Written problem: Can you quote every line of the material word for word, leaving out the picture?

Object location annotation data

---

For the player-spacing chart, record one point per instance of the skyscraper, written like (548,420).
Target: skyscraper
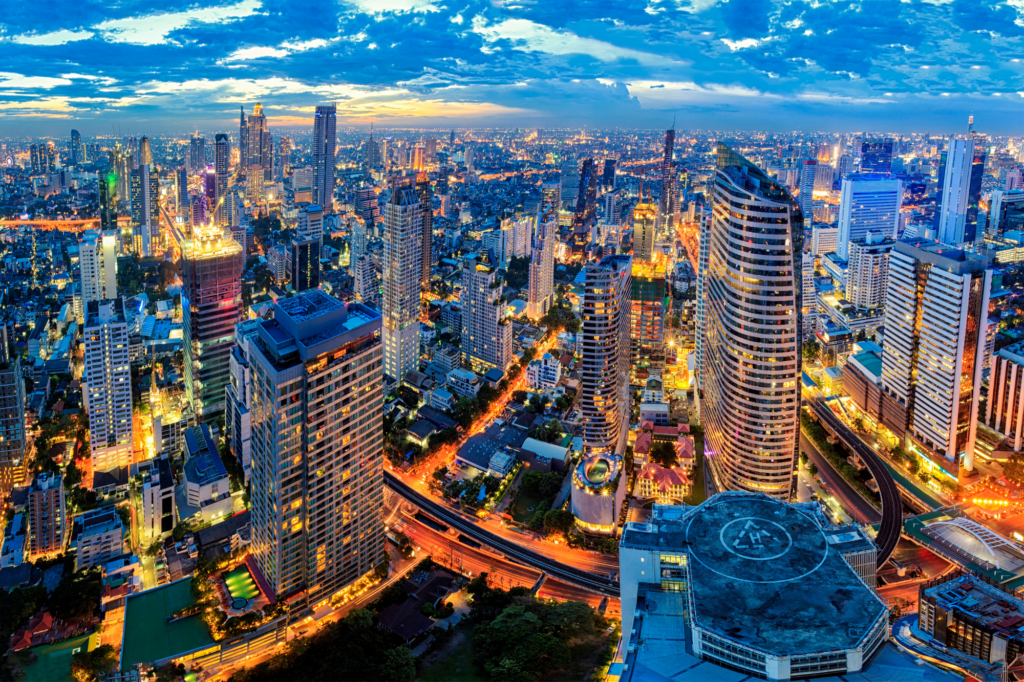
(542,269)
(97,254)
(76,147)
(402,274)
(667,199)
(644,218)
(12,436)
(962,167)
(877,156)
(108,202)
(222,167)
(753,336)
(932,361)
(604,368)
(108,384)
(486,336)
(145,210)
(316,445)
(210,304)
(325,138)
(867,204)
(425,194)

---

Task solution:
For the player-spacing chart, record one point per instance of the skyscraper, written like (548,420).
Target: skyscraper
(542,269)
(97,254)
(76,147)
(402,274)
(667,199)
(644,218)
(12,436)
(962,167)
(877,156)
(108,202)
(222,167)
(753,336)
(932,361)
(604,368)
(108,384)
(486,336)
(145,210)
(316,445)
(210,304)
(325,138)
(867,204)
(425,194)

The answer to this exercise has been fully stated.